Instruction A:
Answer these questions using the excerpt about Leitch's installations that follows, putting each answer on its own line marked like its question.
(i) Which audience does the excerpt say will find her vocabulary most familiar?
(ii) How many vertical monofilament strands did the water drip down in "Untitled Congregation"?
(iii) What color were the threads in "Untitled Apogee"?
Instruction B:
Extend the excerpt about Leitch's installations below by writing what comes after its final sentence.

If today’s typical installation has that mundane character, Leitch’s constructions may point to a future in which art will once again set itself apart, even as it encourages interaction. For one thing, her projects really do originate as installations were supposed to do, in response to their chosen sites. Then there is the high level of craft she invests in them, so that they feel unified in a way few things do today. And finally, they rarely fail to connect the sensual experiences they reassemble from everyday materials with more advanced cerebral and philosophical discoveries. She may ground these in a parochial vocabulary that will be most familiar to an LDS audience, but they lend themselves to broader  “Ah-Ha!” experiences that reshape awareness. Knowing that these paths to contemplation will be disassembled at the end of their designated runs, and might never be seen again, gives them a poignancy that traditionally art objects display, but few other human-made products possess.

If there’s a signature characteristic of a Leitch installation, it’s her confessed obsession with large numbers of parallel lines in three-dimensional space: space that they fill, subdivide, and energize in various ways. In an early work, “Untitled Congregation” (2013), sound and motion were included in the form of water that dripped down 125 vertical monofilament strands, overfilling dozens of LDS sacrament cups threaded at regular intervals along each descent, eventually falling like noisy rain onto platters below (see our review here). The structure, which mirrored the space, was subdivided in a geometric grid, down and through which static pattern the water moved. Possible analogues include the way transient matter—living things or ideas, for instance—are both hindered and helped by the structures through which they pass. “Untitled Apogee” (2013-14) was lent form by a surrounding map of Utah, with red threads that completed the implied connection between church spires and heaven (see our review here). That the spires were located according to their actual layout in the very familiar panoramic vista of Utah Valley turned the work into a reminder of the ubiquitous presence of these landmarks, so common as to be taken for granted, though seen everywhere, at every distance and perspective throughout the constructed world. In the City Library later that year, the simple horizontal structure of “The Mote and the Beam” (2014), recalling the acres of bookshelves that fill the building, produced such a dazzling pattern in three-dimensional space that viewers spent time and effort just sorting the physical lines from their compound shadows in order to see it accurately (see our review here). Here Leitch employed academic perspective to draw (her pun, methinks) the viewer into contemplating a visible, if inaccessible interior: an analogy for the life of the mind encouraged by reading or prayer. Looking into an illusory interior that cannot be entered seems oddly familiar in a gallery; it’s the basic experience of viewing a large, representational painting, like a landscape or a historic scene.

Records from a data collection:
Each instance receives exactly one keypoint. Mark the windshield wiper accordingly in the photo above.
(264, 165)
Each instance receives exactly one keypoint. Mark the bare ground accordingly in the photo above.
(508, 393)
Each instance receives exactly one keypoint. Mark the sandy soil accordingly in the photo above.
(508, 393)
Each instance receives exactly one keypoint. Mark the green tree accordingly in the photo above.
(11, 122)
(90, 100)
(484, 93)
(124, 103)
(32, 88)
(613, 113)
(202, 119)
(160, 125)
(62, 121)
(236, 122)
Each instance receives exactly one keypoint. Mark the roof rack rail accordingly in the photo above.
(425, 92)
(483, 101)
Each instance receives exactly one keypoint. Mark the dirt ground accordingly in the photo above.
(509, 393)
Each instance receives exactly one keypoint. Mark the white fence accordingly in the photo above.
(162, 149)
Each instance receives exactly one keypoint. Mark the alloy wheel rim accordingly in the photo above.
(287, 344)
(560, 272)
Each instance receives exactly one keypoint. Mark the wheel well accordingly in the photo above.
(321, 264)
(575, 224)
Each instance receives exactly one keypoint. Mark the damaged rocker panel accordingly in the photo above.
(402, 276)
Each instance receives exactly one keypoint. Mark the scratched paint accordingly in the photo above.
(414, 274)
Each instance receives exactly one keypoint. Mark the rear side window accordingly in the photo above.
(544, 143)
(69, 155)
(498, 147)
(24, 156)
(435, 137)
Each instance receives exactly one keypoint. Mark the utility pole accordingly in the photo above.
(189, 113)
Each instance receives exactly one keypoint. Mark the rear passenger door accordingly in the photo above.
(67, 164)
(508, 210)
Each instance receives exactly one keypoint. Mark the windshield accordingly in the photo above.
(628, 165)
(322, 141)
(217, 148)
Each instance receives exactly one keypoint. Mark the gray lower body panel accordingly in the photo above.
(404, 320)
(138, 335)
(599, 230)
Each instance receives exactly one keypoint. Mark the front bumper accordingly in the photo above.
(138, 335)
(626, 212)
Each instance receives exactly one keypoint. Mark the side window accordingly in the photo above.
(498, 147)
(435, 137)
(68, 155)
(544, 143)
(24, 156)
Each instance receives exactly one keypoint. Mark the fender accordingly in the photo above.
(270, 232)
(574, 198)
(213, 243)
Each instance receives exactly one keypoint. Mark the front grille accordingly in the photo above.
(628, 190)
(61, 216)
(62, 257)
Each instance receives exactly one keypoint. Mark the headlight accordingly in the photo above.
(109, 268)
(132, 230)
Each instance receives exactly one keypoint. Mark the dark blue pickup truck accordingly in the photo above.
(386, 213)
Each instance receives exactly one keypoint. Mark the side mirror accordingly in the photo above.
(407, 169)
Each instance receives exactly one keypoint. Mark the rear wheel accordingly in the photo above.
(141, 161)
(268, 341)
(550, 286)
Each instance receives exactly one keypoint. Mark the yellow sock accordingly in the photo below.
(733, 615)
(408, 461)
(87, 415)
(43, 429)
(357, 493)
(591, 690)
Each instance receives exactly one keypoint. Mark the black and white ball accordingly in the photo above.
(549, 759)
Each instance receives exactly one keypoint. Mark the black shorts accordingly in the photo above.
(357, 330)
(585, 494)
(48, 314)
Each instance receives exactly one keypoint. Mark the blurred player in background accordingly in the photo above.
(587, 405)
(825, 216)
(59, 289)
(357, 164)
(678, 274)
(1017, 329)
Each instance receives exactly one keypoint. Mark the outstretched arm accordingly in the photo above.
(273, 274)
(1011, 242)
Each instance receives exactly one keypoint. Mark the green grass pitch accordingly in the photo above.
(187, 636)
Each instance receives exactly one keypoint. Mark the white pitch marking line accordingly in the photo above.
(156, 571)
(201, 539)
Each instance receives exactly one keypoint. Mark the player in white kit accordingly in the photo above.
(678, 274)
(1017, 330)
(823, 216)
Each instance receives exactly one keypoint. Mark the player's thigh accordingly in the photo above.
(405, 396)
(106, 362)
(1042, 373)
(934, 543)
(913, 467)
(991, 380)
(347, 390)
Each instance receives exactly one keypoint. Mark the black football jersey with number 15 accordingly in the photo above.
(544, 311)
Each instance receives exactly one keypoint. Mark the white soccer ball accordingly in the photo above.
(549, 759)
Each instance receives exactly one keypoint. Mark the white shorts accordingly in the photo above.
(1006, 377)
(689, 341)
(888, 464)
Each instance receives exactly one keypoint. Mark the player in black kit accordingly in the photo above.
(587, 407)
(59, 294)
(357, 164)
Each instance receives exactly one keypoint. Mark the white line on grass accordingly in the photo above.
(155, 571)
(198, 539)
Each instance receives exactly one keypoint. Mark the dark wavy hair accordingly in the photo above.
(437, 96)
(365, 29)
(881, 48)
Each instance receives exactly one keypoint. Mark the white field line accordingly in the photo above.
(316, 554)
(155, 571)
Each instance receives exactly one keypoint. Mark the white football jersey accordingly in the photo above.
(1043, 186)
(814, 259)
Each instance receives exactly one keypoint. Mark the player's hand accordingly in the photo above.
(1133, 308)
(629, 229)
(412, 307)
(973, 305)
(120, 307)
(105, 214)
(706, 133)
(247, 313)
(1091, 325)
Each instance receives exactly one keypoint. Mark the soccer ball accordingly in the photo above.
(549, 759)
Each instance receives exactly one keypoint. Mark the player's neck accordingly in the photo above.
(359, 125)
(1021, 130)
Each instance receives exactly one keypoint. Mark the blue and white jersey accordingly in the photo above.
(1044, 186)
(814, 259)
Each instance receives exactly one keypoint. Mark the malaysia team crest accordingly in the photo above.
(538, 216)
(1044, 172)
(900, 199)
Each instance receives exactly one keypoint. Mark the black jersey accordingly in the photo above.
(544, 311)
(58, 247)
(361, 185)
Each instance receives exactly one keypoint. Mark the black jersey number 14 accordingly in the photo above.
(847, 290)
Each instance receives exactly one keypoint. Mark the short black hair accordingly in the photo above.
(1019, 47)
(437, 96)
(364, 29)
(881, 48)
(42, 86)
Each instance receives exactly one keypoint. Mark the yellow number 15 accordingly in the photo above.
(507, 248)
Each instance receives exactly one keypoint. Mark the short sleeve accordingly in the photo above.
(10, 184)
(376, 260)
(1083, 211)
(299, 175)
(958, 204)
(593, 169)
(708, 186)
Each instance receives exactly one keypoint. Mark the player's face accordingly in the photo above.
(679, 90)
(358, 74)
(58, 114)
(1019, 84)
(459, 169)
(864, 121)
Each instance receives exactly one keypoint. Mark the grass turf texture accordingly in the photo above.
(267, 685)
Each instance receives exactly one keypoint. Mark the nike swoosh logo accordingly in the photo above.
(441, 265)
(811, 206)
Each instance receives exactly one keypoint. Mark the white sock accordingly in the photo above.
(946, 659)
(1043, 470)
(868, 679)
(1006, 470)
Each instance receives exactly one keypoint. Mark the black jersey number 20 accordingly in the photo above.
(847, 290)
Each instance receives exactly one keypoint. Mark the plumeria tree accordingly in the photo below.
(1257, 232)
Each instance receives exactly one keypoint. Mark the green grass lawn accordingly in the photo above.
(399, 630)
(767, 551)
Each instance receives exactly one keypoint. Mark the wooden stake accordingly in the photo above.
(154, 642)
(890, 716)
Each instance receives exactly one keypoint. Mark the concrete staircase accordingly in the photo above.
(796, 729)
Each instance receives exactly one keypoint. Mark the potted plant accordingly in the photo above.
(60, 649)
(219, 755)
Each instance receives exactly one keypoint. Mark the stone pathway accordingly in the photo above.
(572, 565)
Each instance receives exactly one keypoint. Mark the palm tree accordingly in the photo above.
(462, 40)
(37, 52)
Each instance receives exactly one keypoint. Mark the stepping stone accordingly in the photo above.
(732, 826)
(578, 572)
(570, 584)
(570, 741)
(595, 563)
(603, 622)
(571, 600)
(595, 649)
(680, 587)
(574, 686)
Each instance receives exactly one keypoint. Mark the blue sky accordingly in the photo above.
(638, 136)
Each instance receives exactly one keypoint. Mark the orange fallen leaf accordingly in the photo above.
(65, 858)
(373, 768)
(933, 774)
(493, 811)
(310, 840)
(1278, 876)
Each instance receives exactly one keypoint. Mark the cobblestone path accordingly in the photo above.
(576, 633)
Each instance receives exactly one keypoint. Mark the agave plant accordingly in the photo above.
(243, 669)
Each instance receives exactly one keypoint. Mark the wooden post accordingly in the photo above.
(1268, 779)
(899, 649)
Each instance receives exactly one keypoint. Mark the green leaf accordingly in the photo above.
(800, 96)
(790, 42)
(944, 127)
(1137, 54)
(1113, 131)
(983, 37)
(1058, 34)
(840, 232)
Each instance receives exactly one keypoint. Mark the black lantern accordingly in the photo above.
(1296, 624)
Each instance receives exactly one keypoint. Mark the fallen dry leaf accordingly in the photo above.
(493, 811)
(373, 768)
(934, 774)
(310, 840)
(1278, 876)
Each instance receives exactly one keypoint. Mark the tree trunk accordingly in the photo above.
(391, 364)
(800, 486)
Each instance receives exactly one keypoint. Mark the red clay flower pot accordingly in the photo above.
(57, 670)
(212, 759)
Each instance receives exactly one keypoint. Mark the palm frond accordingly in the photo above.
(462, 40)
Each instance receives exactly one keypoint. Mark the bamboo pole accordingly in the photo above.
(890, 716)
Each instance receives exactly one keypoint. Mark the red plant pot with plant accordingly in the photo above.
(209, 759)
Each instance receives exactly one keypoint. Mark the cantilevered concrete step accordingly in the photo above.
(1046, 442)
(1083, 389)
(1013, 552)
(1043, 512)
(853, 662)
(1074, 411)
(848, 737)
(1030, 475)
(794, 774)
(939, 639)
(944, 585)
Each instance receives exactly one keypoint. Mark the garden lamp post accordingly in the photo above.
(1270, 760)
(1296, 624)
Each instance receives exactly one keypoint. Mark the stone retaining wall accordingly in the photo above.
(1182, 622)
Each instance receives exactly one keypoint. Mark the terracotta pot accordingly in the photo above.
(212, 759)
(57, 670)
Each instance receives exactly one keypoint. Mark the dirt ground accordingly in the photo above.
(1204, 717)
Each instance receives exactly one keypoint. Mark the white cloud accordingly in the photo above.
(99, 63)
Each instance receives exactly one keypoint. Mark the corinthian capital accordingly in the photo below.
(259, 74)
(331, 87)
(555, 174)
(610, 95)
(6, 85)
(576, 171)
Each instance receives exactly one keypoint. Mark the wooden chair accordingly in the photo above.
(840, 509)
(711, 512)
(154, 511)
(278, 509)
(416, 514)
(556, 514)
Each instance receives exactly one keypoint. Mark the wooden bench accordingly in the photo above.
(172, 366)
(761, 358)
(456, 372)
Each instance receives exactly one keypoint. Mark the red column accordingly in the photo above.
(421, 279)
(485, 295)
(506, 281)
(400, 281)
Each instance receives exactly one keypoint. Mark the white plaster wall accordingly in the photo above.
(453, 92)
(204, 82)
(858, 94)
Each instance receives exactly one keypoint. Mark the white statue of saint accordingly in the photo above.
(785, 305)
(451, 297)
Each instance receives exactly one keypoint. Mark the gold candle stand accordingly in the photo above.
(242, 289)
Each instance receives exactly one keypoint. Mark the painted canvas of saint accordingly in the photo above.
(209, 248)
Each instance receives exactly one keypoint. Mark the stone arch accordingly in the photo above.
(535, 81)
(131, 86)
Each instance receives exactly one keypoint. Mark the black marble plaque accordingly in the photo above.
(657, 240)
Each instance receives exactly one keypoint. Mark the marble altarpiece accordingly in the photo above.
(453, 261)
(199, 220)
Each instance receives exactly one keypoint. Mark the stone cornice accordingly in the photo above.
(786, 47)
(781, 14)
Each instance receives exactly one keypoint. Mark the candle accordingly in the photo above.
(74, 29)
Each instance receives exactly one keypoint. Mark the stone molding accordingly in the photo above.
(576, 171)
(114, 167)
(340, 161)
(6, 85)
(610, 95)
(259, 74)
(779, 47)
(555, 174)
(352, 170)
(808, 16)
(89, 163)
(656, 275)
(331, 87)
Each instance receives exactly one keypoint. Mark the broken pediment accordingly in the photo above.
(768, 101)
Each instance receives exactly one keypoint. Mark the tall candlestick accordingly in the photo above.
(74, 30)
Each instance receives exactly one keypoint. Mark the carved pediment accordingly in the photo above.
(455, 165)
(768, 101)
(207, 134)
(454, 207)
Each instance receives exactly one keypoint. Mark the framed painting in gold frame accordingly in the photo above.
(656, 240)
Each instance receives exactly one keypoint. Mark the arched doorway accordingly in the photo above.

Right answer A:
(i) An LDS audience.
(ii) 125.
(iii) Red.

Right answer B:
For “Interstices,” Leitch has filled the center of the former cabin with hundreds of fibrous, vertical strings that hang equidistant, together making up a rectangle around which a narrow, open space permits viewers to pass. Into this occluded, but mostly empty space the artist projects a video downward, from an overhead location. Unlike in her previous installations, Leitch makes no quotations from church architecture or paraphernalia. Instead, her physical lines do what opaque or translucent objects would: like mist, they render penetrating and otherwise invisible light visible, much as atmospheric haze does in panoramic vistas—like the wagon wheel of solar rays radiating up from the horizon in Christensen’s “Chimney Rock”—that can evoke emotional or spiritual responses in a willing audience. In fact, an almost exact mirror of her illuminated lines can be found in another of Christensen’s paintings: “Exterior of the Carthage Jail,” in which an all-but-identical beam of parallel lines descend from the sky to protect the fallen body of Joseph Smith from his murderers. Since each string, like each particle suspended in air, reflects only a fraction of the light, the resulting pattern fills the entire space with three-dimensional streams of light through which patterns appear to move in sequences that are actually spatial, though they appear temporal. Here the literal metaphors begin with the artist’s stated reference to the sun’s rays, divided by clouds or mountains into divine calligraphy, but extend to anything that diffuses into space over time, such as ideas and understanding penetrating society, or news changing meaning as it spreads.

Even before such ideas come to mind, shifting geometric patterns of colored light seem to move up at times, and down at others, and viewers may also feel at times as though it is they, not the light, rising and falling, so that only the cabin’s original window, discernible through the dense cloud of string, orients the floating observer. In spite of the gravity–determined tension on the lines that results in their remaining perfectly straight, the projection makes them shimmer, an impalpable tremor that passes over them, as if they were moving, yet leaving them undisturbed.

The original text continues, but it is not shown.